§ **PAGE TEXT**:

The Difference Between Writing and Blogging

I've been blogging in this format for almost a year now, sticking to punditry and rants and backing off the personal stuff, for one main reason: I've always wanted to be a writer.

Not a writer just in the sense that I write this blog, but a writer in the sense that I weave stories, fictional or not, that people are interested in. In the world of nonfiction, this means finding the angle - finding the people behind the story or the undercurrent that led to the events you're reporting on. In the nonfictional world, it means telling a tale in a way that keeps the reader wanting more while painting your imaginary world for them in vivid imagery..

The problem with blogging is that I'm not doing this full time, and even saying that is an understatement. I'm doing it in stolen moments in the doctors office, on trains.

If I were a full time writer, I would have taken that Merck/Singular thread and followed it out, called people involved, gotten interviews and found out what it was really like to work on that project, what challenges they've faced.

Instead, it's hurriedly typed into the perfect little portable palm/keyboard pair I've gotten for myself, and slapped on the blog with barely enough time to run aspell -c on it.

At times, I've considered slowing down the pace of my blogs and really working on them like stories, releasing one or two well written pieces a month. The prospect of writing articles that are more fleshed out and interesting to read is appealing, but I'd have to give up the story-nugget/link format and the nice readership growth curve I've been nurturing with timely articles.

I'm interested to hear other blogger's takes on this. Which is better, lots of really fresh content bits, or a few well written pieces here and there?

Writebacks:

deathslilsister :

ouch, this is a long one...

§ **EXERCISE 1**:
Identify every line of the records that contains the string "chandelier", treating uppercase and lowercase as different, and copy each of those lines.
The blog post and the records come from unrelated sources.

§ **DATA**:
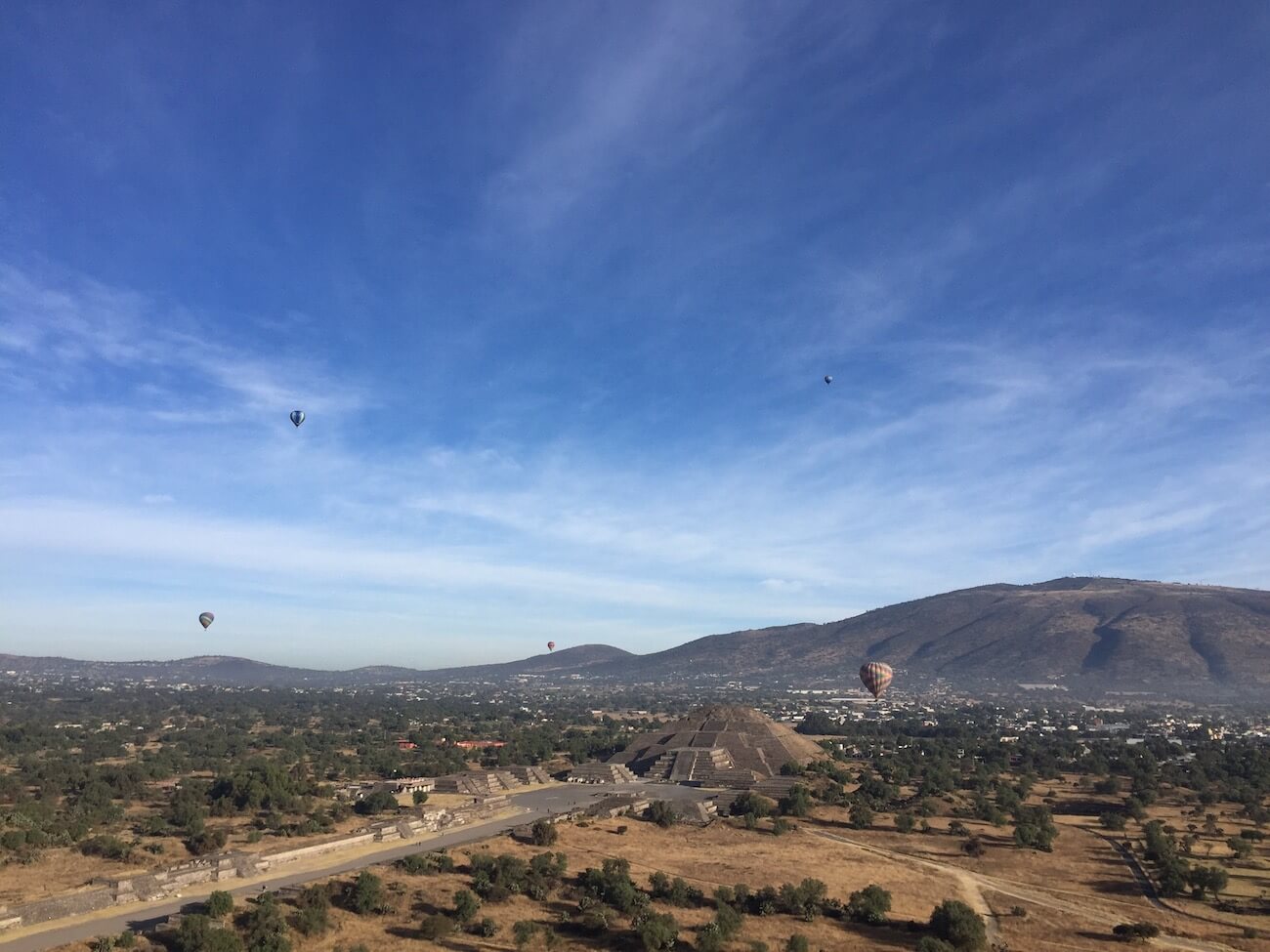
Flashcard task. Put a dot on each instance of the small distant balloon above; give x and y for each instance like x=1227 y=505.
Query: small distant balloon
x=875 y=676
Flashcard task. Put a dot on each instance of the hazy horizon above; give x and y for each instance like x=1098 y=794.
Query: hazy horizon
x=558 y=288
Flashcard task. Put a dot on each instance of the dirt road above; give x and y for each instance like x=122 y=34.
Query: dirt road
x=973 y=884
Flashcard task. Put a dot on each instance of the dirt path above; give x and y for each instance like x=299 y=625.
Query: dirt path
x=973 y=884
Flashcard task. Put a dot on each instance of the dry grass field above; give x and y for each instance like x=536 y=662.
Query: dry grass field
x=1071 y=897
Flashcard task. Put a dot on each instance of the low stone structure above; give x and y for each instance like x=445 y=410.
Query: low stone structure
x=233 y=864
x=601 y=773
x=484 y=783
x=718 y=747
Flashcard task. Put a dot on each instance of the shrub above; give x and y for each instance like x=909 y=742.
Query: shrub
x=658 y=931
x=265 y=928
x=660 y=812
x=437 y=927
x=364 y=893
x=1135 y=931
x=220 y=904
x=524 y=931
x=544 y=833
x=106 y=849
x=466 y=905
x=377 y=803
x=957 y=925
x=868 y=905
x=860 y=816
x=195 y=934
x=796 y=803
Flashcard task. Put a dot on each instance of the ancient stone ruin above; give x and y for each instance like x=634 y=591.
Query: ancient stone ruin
x=718 y=747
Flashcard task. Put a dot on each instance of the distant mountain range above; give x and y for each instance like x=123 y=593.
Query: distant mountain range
x=1080 y=633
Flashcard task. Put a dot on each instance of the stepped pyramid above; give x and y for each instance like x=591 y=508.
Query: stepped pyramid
x=718 y=747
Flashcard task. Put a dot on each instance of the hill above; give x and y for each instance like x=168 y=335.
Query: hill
x=1080 y=633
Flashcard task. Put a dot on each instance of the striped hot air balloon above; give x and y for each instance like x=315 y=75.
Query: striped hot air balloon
x=875 y=676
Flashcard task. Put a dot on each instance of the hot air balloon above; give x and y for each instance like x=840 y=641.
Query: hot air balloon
x=875 y=677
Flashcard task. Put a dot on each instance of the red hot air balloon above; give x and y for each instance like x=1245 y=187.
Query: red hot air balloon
x=875 y=676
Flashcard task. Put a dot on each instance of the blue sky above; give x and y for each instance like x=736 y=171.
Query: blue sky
x=557 y=286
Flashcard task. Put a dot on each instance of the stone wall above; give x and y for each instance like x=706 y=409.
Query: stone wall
x=236 y=864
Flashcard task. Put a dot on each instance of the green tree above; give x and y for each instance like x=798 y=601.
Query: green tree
x=1241 y=849
x=1113 y=821
x=796 y=803
x=437 y=927
x=660 y=812
x=860 y=816
x=377 y=803
x=364 y=893
x=957 y=925
x=658 y=931
x=313 y=910
x=466 y=905
x=220 y=904
x=195 y=934
x=544 y=833
x=265 y=928
x=524 y=931
x=868 y=905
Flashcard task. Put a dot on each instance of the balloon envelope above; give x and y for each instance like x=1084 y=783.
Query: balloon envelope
x=875 y=677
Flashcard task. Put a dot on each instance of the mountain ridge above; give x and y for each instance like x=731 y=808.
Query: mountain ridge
x=1082 y=631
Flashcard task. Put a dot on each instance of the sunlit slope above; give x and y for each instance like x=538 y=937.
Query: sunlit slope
x=1068 y=630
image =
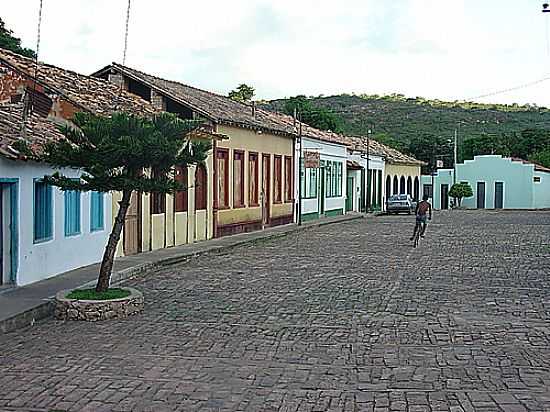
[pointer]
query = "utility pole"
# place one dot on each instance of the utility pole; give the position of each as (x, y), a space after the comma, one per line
(369, 180)
(455, 155)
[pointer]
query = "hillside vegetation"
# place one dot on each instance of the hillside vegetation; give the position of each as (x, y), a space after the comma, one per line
(425, 128)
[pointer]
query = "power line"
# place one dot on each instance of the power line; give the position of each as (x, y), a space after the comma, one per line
(511, 89)
(126, 33)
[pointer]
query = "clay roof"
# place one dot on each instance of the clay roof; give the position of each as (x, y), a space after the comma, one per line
(37, 131)
(89, 93)
(376, 148)
(538, 168)
(223, 110)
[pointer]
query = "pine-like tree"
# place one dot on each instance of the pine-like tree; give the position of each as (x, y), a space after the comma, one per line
(117, 154)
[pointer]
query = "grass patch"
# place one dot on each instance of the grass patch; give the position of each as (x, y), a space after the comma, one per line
(91, 294)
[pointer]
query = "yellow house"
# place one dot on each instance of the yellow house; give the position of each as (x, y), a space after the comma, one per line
(246, 184)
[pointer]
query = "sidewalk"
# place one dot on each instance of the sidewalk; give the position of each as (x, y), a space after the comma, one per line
(20, 307)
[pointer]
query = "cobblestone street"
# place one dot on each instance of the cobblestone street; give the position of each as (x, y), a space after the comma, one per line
(346, 317)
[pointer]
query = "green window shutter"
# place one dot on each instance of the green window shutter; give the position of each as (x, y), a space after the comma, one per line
(72, 212)
(96, 212)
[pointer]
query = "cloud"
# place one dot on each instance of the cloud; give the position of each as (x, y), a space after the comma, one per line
(433, 48)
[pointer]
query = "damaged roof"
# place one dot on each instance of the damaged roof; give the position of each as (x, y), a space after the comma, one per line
(87, 92)
(223, 110)
(35, 131)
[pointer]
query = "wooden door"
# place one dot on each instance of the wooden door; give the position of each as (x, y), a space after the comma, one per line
(499, 195)
(132, 226)
(266, 188)
(481, 195)
(444, 197)
(349, 198)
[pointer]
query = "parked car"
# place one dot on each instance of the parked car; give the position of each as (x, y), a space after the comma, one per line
(400, 203)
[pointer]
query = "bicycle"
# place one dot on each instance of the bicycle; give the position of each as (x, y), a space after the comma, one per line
(417, 231)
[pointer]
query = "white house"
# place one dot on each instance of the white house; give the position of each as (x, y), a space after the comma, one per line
(497, 182)
(43, 231)
(323, 187)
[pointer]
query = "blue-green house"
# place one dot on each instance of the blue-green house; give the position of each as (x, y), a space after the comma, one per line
(497, 183)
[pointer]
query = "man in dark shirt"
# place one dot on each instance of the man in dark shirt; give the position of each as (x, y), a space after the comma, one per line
(422, 209)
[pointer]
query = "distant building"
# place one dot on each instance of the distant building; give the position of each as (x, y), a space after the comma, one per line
(497, 183)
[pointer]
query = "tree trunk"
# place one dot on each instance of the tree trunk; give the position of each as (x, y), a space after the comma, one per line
(104, 279)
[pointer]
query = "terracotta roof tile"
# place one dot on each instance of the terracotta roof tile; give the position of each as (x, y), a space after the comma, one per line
(37, 131)
(90, 93)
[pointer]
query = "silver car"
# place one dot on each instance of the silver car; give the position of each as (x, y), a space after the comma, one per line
(400, 203)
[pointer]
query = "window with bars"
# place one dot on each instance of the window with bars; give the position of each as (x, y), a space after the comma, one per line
(72, 212)
(289, 187)
(238, 178)
(43, 212)
(96, 212)
(158, 200)
(253, 179)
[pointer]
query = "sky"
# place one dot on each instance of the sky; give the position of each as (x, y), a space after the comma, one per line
(444, 49)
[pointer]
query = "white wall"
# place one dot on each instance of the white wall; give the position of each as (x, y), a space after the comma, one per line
(328, 152)
(43, 260)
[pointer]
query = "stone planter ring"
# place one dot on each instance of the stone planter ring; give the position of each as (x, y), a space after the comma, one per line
(95, 310)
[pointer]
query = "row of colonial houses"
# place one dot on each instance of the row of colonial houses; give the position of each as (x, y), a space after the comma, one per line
(259, 167)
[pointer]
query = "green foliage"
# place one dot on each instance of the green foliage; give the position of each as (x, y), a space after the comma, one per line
(91, 294)
(542, 158)
(116, 153)
(319, 117)
(9, 42)
(515, 130)
(461, 190)
(243, 93)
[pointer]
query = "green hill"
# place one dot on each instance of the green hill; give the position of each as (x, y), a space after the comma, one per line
(423, 127)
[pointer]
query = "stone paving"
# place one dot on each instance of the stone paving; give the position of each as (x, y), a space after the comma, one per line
(346, 317)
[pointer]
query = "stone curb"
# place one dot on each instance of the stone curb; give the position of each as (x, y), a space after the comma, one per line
(46, 309)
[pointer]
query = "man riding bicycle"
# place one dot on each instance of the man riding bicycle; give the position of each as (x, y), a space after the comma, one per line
(422, 209)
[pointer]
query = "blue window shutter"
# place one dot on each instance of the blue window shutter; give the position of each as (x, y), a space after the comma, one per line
(72, 212)
(96, 212)
(43, 211)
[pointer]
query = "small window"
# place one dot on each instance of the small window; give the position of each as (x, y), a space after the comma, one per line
(277, 180)
(253, 179)
(181, 197)
(96, 212)
(72, 212)
(289, 188)
(238, 179)
(43, 212)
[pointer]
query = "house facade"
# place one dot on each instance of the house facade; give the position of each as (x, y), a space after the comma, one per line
(497, 183)
(247, 182)
(45, 231)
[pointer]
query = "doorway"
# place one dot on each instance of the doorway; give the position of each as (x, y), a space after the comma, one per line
(349, 192)
(481, 195)
(444, 197)
(266, 188)
(499, 195)
(132, 226)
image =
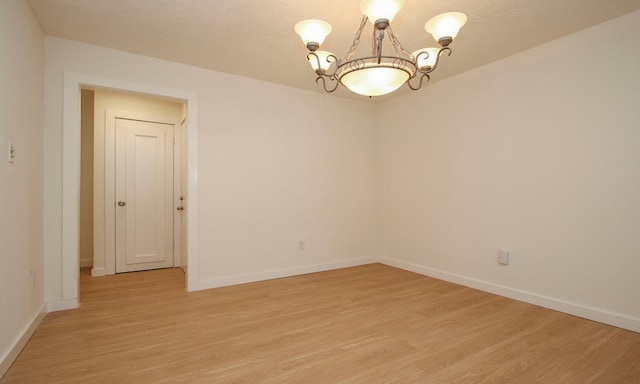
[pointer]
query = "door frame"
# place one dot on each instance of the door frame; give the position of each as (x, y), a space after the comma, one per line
(70, 224)
(110, 180)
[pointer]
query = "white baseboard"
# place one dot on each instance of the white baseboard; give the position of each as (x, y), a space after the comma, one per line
(86, 263)
(595, 314)
(62, 305)
(23, 337)
(268, 275)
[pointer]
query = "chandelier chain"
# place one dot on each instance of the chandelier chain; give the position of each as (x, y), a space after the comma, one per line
(356, 40)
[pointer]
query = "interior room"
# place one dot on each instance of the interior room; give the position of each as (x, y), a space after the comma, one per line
(504, 188)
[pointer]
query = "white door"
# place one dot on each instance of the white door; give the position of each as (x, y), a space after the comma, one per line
(144, 195)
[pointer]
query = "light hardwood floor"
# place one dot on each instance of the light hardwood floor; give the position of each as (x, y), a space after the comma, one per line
(368, 324)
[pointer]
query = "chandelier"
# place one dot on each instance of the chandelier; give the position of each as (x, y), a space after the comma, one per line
(378, 74)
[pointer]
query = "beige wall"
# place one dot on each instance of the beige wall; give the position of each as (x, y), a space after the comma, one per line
(21, 187)
(86, 179)
(537, 154)
(151, 108)
(276, 165)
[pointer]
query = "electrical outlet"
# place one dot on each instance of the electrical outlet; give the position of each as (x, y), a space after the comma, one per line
(503, 257)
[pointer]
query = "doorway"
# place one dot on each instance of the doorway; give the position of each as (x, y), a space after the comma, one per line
(68, 273)
(136, 207)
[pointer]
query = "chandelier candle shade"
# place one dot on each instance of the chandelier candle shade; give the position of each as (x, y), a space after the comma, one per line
(378, 74)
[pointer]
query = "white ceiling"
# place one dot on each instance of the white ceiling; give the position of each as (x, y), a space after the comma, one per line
(255, 38)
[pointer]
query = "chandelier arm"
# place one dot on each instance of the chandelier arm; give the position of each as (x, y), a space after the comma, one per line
(435, 65)
(324, 83)
(320, 72)
(397, 46)
(420, 83)
(356, 39)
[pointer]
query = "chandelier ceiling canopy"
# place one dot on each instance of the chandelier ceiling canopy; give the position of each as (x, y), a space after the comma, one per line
(378, 74)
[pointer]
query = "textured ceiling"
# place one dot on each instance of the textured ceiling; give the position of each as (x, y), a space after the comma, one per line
(255, 38)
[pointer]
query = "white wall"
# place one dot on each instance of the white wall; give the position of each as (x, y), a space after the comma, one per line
(133, 105)
(86, 178)
(276, 165)
(537, 154)
(21, 103)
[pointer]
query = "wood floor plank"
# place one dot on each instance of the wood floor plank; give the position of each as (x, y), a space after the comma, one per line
(369, 324)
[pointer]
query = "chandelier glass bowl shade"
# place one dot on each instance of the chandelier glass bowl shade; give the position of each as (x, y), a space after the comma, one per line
(378, 74)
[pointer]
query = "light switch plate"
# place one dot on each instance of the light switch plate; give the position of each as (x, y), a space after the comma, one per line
(503, 257)
(11, 153)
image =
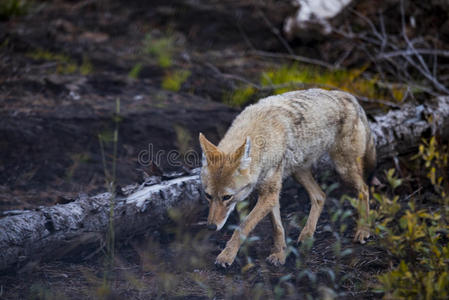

§ **EXERCISE 2**:
According to the blog post, how long has the writer been blogging in this format?

§ **TASK RESULT 1**:
query = "chandelier chain"
# place one dot on each instance of the chandelier chain; give the position of each as (x, y), a space after the comma, one per line
query = "chandelier"
# place one dot on each instance of the chandelier; give the position of each as (x, y), a space after the comma, one per line
query = "chandelier candle shade"
# place one dot on each instance of the chandelier candle shade; give the position of each as (x, y), a space after the comma, one per line
query = "chandelier arm"
# place one dot on each instance of the chandelier arm; give the position of each as (x, y), a space after the comma, one per line
query = "chandelier ceiling canopy"
# place one dot on each instance of the chandelier ceiling canopy; give the position of each as (x, y), a space after the comma, one per line
query = "chandelier glass bowl shade"
# place one dot on each instance of the chandelier glass bowl shade; give the position of each as (x, y), a space after the comma, one per line

§ **TASK RESULT 2**:
Almost a year.